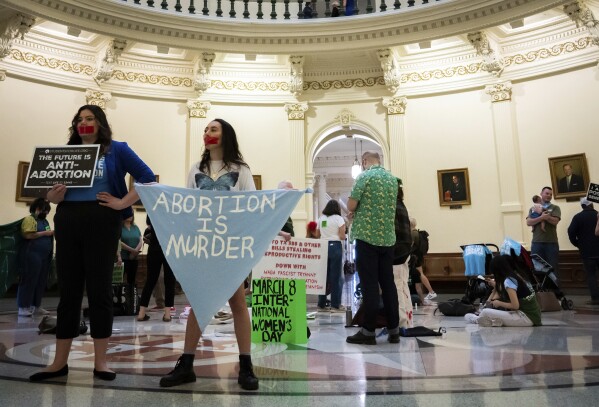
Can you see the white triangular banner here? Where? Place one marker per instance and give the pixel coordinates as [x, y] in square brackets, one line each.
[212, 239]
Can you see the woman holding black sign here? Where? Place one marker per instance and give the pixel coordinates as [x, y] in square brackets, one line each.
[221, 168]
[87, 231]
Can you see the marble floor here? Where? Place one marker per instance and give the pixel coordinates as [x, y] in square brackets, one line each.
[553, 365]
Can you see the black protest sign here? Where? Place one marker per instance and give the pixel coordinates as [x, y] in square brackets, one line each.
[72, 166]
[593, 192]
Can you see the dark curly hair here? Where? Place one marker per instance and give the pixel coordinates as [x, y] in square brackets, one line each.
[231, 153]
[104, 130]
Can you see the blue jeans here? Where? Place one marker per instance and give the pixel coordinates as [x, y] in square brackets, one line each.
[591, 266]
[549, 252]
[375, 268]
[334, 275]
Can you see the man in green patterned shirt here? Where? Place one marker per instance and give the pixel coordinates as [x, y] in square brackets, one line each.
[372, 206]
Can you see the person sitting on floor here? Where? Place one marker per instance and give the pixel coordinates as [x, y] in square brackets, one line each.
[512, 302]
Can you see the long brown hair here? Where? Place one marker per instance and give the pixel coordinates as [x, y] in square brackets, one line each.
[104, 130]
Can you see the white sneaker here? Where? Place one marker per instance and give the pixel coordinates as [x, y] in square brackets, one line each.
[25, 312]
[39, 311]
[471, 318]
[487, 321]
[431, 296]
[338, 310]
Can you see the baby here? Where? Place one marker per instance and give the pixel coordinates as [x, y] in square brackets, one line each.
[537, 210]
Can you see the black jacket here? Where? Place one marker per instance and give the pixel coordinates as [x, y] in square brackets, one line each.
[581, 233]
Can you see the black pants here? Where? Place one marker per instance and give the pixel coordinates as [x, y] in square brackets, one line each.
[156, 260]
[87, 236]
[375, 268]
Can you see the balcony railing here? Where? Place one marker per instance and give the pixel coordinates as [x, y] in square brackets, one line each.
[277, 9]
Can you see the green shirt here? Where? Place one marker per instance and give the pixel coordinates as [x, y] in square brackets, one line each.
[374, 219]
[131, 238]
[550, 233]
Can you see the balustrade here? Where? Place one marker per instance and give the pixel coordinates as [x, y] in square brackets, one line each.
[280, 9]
...
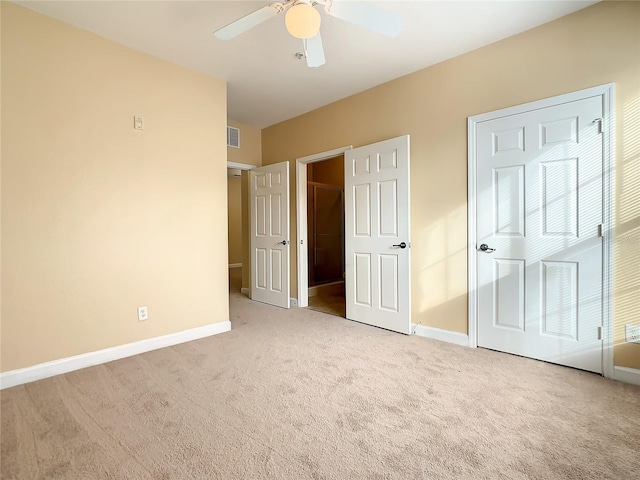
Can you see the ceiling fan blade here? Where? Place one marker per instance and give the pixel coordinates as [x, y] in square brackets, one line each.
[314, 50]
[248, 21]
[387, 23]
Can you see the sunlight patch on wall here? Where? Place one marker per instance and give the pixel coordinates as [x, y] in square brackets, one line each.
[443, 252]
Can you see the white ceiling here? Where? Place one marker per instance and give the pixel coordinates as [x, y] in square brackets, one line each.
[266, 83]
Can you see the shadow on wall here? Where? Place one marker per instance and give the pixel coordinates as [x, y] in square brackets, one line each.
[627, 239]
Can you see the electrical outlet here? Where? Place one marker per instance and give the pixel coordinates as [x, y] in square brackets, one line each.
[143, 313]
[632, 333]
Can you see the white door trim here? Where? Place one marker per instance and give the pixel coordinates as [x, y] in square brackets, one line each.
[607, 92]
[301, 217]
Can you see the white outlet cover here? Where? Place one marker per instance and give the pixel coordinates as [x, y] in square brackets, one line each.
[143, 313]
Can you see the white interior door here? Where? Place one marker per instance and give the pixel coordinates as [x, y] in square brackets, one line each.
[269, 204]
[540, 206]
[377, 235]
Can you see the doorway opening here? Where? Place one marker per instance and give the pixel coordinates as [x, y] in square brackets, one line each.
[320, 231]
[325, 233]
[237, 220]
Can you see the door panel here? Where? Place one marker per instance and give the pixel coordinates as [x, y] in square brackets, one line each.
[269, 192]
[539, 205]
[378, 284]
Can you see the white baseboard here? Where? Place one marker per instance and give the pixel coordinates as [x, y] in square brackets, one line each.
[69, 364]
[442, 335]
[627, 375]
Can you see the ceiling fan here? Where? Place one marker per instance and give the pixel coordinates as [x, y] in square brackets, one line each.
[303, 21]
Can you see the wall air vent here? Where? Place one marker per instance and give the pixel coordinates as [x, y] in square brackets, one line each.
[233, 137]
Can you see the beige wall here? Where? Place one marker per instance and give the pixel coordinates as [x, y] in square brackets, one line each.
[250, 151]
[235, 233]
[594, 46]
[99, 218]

WHAT TO DO.
Pick out every line of the listing above that contains the word "hair" and copy each one in full.

THE SOLUTION.
Can you see the dark curly hair here? Where? Place one marker per instance and give the pixel coordinates as [x, y] in square brackets, one line each.
Can you see the long brown hair here? Where? Place one marker per instance and give the pixel coordinates as [x, y] in square brackets, one line each.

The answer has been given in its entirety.